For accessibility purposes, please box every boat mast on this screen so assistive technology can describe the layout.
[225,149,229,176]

...

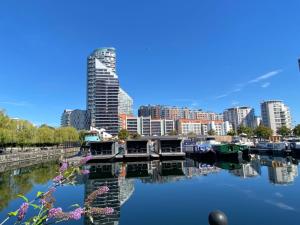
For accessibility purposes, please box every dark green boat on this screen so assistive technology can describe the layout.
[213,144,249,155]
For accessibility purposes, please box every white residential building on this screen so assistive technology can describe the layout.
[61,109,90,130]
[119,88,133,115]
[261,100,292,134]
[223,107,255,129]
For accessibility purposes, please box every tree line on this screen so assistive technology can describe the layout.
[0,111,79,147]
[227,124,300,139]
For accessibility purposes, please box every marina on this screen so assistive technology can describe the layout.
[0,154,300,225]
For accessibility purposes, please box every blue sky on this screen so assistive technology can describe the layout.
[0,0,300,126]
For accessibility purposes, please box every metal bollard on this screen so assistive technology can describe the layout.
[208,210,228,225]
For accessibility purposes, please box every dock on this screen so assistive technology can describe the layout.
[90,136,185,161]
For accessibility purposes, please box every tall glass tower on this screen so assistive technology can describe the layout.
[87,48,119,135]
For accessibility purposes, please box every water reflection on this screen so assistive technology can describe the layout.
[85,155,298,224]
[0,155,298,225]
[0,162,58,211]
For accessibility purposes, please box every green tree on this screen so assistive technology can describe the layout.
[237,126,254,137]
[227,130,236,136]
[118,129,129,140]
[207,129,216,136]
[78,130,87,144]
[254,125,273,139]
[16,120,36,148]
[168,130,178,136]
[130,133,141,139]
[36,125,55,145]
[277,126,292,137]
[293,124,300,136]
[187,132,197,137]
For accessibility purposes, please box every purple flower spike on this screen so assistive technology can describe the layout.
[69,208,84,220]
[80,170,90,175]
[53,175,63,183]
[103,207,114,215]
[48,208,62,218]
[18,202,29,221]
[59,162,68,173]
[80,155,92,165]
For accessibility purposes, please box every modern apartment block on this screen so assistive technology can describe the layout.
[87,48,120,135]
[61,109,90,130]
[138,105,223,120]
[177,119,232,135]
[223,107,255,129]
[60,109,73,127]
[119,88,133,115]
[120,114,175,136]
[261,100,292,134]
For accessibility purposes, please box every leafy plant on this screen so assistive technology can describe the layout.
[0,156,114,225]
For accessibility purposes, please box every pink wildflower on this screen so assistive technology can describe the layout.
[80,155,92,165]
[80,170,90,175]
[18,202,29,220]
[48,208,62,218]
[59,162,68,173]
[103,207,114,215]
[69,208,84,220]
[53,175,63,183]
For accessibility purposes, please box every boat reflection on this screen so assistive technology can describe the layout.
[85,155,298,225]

» PROMPT:
Copy the records word for word, from the line containing "For accessibility purposes, please box every boat mast" through the line containing "[225,149,229,176]", including both of those lines.

» ANSWER BELOW:
For accessibility purposes, please box every boat mast on this screen so assistive technology can describe the layout.
[225,149,229,176]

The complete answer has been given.